#### Your instructions:
List each line in the records below that contains the word "stone", copying the lines in full.

#### Data provided:
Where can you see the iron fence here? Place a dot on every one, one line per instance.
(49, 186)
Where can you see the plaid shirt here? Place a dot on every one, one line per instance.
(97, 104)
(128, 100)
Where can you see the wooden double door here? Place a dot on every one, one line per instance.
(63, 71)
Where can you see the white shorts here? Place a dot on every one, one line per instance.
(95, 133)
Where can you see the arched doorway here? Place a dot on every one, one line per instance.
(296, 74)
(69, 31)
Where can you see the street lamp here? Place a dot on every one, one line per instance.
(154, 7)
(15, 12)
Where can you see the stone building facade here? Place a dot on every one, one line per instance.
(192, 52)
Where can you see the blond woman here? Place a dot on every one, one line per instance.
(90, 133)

---

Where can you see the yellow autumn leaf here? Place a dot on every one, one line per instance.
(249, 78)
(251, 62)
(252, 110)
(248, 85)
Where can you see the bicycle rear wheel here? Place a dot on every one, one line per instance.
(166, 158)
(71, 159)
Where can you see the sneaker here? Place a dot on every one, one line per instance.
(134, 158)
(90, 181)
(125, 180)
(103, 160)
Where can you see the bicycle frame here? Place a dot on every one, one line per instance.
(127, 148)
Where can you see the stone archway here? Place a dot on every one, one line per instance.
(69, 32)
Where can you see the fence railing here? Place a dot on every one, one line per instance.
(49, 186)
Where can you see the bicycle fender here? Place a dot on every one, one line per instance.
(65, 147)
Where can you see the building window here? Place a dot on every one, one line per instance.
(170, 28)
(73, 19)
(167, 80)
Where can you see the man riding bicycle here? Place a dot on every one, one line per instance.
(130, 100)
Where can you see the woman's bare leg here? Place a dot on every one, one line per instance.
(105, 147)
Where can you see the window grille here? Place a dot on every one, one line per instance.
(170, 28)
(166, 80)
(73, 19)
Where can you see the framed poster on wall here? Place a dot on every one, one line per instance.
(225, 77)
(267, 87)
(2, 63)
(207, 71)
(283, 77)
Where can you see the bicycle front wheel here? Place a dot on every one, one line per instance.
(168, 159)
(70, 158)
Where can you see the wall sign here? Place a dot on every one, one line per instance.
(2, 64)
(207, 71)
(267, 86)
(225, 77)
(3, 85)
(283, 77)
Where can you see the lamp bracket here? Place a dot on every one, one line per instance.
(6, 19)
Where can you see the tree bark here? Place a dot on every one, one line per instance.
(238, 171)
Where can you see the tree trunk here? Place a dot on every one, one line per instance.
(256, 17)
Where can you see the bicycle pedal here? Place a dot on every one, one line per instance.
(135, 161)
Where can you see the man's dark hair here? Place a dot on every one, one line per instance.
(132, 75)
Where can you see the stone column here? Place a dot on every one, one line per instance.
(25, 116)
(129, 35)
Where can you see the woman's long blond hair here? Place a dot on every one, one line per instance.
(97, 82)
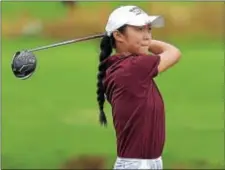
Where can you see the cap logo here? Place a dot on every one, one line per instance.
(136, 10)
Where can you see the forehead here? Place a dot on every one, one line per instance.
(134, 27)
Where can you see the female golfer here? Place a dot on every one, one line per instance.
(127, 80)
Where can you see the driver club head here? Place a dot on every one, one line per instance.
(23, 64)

...

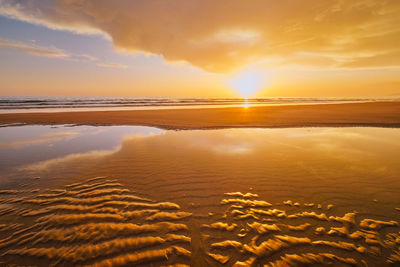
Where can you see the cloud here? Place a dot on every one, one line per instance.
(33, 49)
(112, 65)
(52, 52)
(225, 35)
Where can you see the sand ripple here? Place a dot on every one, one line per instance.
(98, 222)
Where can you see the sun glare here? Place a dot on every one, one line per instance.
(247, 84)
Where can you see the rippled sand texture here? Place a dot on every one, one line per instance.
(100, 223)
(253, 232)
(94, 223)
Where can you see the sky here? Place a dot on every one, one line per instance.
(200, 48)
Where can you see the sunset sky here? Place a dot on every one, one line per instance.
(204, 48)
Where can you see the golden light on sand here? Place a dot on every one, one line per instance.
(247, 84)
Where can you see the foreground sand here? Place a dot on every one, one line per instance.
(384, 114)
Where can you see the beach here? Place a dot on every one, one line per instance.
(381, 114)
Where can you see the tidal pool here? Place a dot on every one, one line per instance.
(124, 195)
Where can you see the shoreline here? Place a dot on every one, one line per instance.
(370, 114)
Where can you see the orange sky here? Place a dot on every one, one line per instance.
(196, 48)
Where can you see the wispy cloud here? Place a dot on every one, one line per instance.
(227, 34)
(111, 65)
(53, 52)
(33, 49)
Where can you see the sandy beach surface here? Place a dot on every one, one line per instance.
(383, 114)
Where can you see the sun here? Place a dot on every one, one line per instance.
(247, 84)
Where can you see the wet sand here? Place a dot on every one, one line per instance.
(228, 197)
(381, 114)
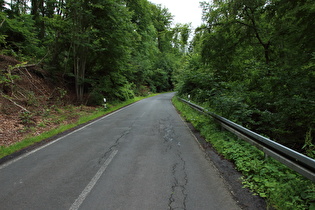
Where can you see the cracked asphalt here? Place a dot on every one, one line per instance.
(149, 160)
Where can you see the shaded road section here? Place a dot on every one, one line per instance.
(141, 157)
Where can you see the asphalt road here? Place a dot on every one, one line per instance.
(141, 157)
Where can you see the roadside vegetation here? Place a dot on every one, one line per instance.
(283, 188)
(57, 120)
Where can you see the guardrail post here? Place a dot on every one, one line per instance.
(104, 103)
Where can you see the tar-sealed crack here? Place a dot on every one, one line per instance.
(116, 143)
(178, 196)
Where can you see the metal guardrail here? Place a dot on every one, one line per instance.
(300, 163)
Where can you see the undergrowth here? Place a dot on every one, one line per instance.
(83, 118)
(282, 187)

#### Written reply:
Where can you see the stone building facade here? Place a dot on every one, one line per instance.
Where can you see the stone archway here? Place a dot on every one, one line per instance.
Where can you see the stone column here? Place a dot on every one, one line per instance.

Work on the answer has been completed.